==== Raw data ====

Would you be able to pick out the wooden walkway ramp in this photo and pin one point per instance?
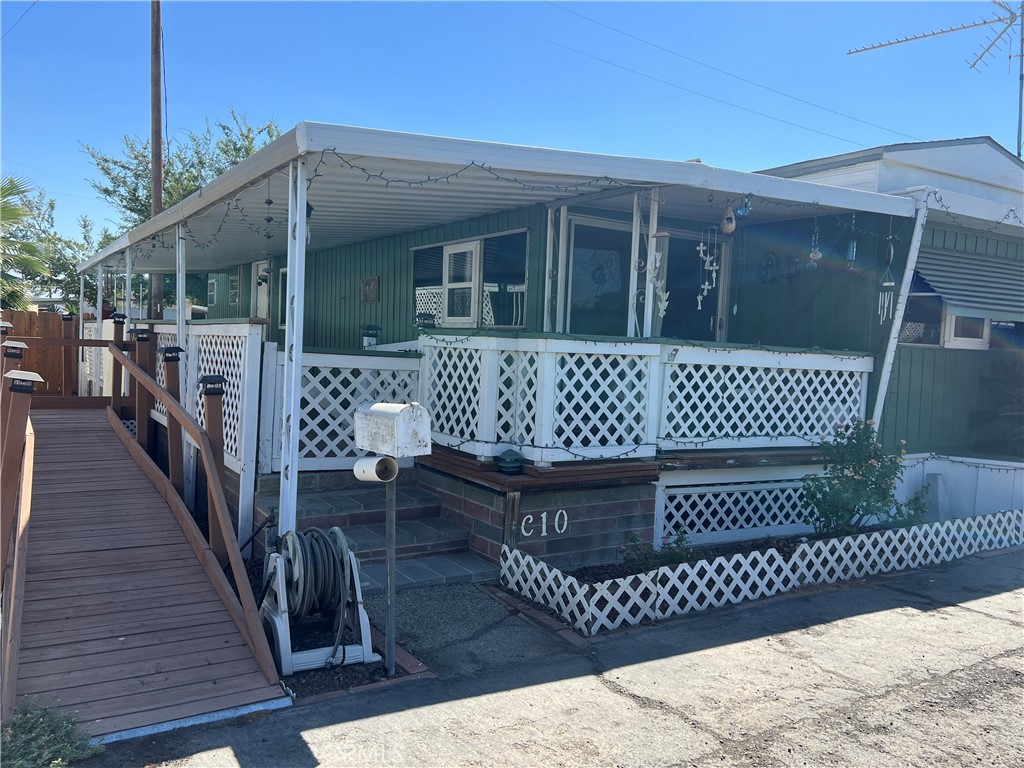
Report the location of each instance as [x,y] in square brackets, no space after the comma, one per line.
[121,624]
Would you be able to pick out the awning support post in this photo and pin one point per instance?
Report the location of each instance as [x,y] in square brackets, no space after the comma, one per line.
[294,306]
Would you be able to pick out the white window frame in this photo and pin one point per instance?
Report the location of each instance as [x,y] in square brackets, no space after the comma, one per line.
[475,247]
[951,341]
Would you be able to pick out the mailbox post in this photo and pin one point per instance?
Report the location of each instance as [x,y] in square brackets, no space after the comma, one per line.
[392,431]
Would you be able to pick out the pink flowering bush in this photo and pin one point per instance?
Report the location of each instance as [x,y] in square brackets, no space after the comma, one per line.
[859,484]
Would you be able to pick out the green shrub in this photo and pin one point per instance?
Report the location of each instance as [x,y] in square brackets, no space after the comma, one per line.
[39,737]
[859,484]
[641,558]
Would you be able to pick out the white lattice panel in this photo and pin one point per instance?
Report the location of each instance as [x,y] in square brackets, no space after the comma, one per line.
[707,509]
[548,586]
[711,584]
[517,393]
[705,402]
[330,396]
[694,587]
[600,399]
[631,601]
[454,390]
[835,560]
[92,360]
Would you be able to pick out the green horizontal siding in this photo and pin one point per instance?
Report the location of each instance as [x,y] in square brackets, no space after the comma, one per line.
[334,312]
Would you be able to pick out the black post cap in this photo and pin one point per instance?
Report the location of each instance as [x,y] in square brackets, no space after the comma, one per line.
[170,353]
[212,384]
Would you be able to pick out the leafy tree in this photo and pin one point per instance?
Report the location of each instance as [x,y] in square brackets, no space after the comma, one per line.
[22,262]
[189,163]
[61,255]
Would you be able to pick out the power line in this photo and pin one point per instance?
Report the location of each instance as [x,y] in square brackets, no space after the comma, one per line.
[669,83]
[33,5]
[729,74]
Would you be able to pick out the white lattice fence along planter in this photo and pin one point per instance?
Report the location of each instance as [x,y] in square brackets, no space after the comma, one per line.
[686,588]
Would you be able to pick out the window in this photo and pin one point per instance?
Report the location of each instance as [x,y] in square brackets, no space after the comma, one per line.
[965,332]
[474,284]
[929,321]
[599,280]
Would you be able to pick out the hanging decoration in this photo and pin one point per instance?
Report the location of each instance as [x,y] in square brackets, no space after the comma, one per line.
[815,255]
[268,218]
[708,252]
[887,294]
[658,271]
[728,220]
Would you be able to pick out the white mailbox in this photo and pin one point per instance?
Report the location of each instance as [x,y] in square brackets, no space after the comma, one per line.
[393,429]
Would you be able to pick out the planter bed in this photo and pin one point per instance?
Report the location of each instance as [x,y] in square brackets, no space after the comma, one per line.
[674,590]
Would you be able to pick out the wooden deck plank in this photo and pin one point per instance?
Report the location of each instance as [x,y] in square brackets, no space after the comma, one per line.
[121,622]
[103,726]
[162,695]
[209,626]
[68,609]
[192,586]
[105,582]
[118,655]
[220,662]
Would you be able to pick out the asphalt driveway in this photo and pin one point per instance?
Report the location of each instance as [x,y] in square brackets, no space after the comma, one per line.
[925,668]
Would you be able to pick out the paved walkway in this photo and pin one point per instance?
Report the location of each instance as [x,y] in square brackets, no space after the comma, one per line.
[922,669]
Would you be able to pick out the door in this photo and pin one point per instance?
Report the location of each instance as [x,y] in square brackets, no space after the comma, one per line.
[261,291]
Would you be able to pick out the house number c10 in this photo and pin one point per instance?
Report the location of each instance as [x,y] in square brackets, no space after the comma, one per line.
[560,523]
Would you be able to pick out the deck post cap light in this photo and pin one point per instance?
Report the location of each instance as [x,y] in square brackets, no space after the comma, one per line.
[212,384]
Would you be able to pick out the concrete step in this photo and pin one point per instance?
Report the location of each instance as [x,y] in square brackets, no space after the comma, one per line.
[428,571]
[345,507]
[431,536]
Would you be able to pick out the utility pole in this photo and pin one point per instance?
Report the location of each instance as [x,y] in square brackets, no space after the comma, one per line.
[156,303]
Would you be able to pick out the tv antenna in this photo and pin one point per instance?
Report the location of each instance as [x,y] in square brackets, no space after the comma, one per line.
[1003,24]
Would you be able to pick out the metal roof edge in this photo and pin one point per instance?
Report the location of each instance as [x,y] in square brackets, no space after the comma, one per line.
[372,142]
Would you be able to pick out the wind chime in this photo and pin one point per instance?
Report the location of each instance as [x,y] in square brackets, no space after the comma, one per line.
[708,252]
[886,295]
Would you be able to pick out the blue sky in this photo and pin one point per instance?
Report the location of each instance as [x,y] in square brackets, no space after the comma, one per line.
[77,73]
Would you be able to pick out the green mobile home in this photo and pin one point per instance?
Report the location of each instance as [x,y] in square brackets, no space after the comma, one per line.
[649,346]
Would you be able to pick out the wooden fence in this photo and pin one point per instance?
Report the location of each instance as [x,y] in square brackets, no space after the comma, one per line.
[47,360]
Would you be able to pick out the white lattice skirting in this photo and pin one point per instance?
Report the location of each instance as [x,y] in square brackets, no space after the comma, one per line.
[673,590]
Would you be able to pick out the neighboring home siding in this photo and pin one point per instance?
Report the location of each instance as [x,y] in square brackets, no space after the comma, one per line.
[333,311]
[961,241]
[949,400]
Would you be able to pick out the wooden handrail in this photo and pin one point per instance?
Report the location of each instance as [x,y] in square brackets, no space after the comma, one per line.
[256,638]
[38,341]
[13,581]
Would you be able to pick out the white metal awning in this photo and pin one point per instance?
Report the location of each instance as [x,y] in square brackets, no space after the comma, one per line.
[370,183]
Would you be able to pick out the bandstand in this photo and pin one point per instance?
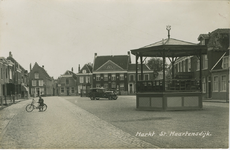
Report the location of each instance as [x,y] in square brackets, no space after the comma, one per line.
[182,91]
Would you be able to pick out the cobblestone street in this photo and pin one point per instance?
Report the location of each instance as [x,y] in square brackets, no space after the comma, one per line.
[63,125]
[78,122]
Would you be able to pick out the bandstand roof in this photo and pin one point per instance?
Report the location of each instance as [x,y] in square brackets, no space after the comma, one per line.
[171,47]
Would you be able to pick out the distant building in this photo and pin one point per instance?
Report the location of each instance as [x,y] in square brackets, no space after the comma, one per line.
[67,84]
[110,72]
[84,79]
[147,74]
[40,82]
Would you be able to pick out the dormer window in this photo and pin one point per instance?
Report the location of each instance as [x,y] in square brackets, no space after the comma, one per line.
[36,75]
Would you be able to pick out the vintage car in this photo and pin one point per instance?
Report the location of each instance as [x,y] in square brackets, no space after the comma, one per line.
[97,93]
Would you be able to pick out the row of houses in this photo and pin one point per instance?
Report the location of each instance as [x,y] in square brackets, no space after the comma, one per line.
[114,72]
[117,72]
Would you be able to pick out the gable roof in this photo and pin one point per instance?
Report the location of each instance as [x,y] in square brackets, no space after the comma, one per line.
[132,67]
[120,60]
[41,69]
[87,68]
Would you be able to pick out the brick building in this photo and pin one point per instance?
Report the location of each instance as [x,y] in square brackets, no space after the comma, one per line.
[40,82]
[67,84]
[84,79]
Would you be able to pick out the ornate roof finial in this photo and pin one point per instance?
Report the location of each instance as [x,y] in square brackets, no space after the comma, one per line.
[168,27]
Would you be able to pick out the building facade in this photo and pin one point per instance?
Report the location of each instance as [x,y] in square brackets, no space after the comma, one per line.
[84,79]
[147,75]
[67,84]
[40,82]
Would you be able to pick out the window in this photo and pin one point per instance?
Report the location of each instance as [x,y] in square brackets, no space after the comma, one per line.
[225,62]
[34,82]
[146,77]
[189,64]
[98,77]
[183,66]
[113,77]
[36,75]
[62,90]
[223,83]
[81,79]
[131,78]
[204,85]
[40,82]
[1,74]
[106,86]
[88,79]
[197,64]
[41,90]
[122,87]
[113,85]
[10,74]
[121,76]
[6,73]
[98,85]
[180,64]
[205,62]
[215,84]
[105,77]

====

» What is needed:
Read through the listing and copy each line in which the word "post" occurs.

» Reply to the task:
Would you be able to pick out the awning support post in this photo and pin one point per instance?
Would you be able to pick out the mailbox post in this photo and pin one point per instance?
Would you be able to pick out the black post cap in this photo and pin one point per instance?
Would you be able to pick out the deck post cap light in this photo and pin one point per instance?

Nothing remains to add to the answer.